▶ **文档正文**:
Hadoop学习之网络爬虫+分词+倒排索引实现搜索引擎案例
2017-11-24 本文已影响0人
一个三要不起
转载出处:http://blog.csdn.net/tanggao1314/article/details/51382382
本项目实现的是:自己写一个网络爬虫,对搜狐、百度、网易等新闻网站爬取新闻标题,然后把这些新闻标题和它的链接地址上传到hdfs多个文件上,一个文件对应一个标题和链接地址,然后通过分词技术对每个文件中的标题进行分词,分词后建立倒排索引以此来实现搜索引擎的功能。
由于Java已经荒废了1年多,原文一些地方愣是没能理解,我便对原文的代码进行了一些修改。
首先 要自己写一个网络爬虫
下载工具类DownLoadTool.java
其作用是把网页源码下载下来
package spider;
import java.io.BufferedInputStream;
import java.io.IOException;
import java.net.HttpURLConnection;
import java.net.URL;
import java.util.Scanner;
public class DownLoadTool {
public String downLoadUrl(final String addr) {
StringBuffer sb = new StringBuffer();
try {
URL url;
if(addr.startsWith("http://")==false){
String urladdr="http://"+addr;
url = new URL(urladdr);
}else{
url = new URL(addr);
}
//建立http连接类
HttpURLConnection con = (HttpURLConnection) url.openConnection();
//建立连接的超时时间(ms)

▶ **已存储的数据集条目**:
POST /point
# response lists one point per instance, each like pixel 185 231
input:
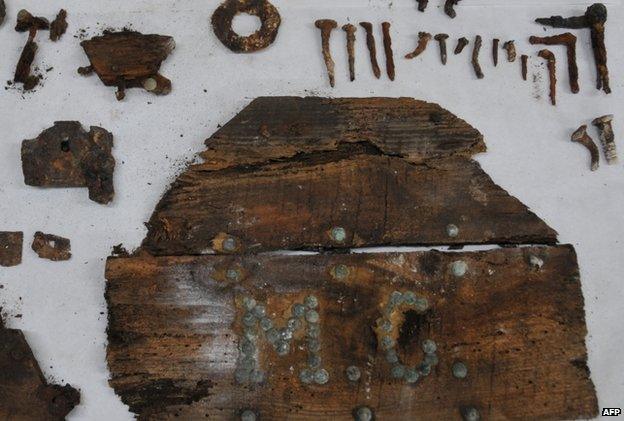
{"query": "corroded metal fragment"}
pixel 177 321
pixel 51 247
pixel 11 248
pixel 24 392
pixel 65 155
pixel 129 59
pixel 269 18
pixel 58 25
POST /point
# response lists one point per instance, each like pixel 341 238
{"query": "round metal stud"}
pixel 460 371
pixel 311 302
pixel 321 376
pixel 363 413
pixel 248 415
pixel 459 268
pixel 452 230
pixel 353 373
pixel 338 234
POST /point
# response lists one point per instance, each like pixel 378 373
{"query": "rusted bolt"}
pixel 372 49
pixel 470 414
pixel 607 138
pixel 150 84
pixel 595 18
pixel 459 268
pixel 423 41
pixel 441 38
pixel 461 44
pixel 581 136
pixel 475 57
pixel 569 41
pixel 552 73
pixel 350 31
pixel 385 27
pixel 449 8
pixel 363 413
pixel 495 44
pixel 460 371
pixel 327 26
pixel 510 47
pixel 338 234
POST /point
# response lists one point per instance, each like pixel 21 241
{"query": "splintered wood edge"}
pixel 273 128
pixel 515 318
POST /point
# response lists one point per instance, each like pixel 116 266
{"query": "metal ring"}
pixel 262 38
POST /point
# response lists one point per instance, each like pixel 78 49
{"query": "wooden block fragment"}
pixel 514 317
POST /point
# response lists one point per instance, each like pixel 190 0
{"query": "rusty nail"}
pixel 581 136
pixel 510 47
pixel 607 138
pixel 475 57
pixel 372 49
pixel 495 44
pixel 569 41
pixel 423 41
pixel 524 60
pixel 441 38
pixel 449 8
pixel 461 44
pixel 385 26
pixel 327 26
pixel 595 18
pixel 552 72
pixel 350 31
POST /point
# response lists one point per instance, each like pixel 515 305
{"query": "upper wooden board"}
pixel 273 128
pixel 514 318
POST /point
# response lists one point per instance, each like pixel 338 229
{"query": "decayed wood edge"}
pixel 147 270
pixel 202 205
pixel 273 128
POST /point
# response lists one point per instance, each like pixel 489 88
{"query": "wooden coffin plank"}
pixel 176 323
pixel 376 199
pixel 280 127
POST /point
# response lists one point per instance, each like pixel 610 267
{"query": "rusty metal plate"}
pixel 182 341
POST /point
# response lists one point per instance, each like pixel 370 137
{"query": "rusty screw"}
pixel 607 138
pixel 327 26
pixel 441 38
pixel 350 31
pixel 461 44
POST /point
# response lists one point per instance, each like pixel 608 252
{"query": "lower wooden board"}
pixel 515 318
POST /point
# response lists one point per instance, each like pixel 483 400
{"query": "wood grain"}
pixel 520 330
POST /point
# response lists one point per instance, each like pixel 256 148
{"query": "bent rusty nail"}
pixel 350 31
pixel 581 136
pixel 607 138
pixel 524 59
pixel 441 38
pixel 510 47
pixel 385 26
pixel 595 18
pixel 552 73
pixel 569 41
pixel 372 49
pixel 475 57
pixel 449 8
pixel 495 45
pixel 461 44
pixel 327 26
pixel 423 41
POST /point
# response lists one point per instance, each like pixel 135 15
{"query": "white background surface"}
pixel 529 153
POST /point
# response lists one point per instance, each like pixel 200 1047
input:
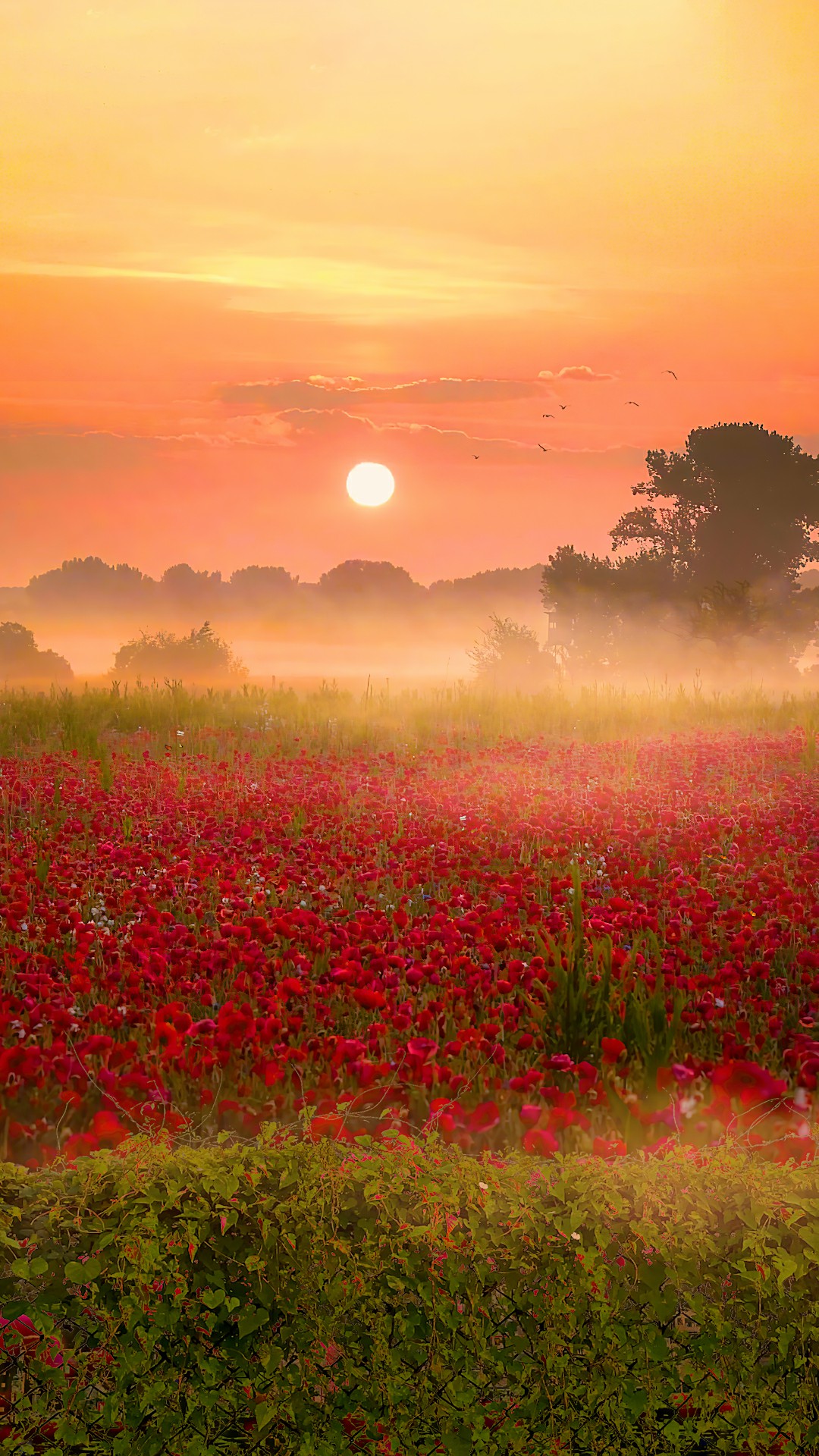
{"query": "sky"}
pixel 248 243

▶ **任务说明**:
A) 根据文档正文，下载工具类DownLoadTool.java有什么作用？
B) 从清单中筛选出所有含有字符串“metal”的行，逐行照抄。匹配时区分大小写。

▶ **答案列表**:
A) 它的作用是把网页源码下载下来。

B)
{"query": "corroded metal fragment"}
{"query": "round metal stud"}
{"query": "metal ring"}
{"query": "rusty metal plate"}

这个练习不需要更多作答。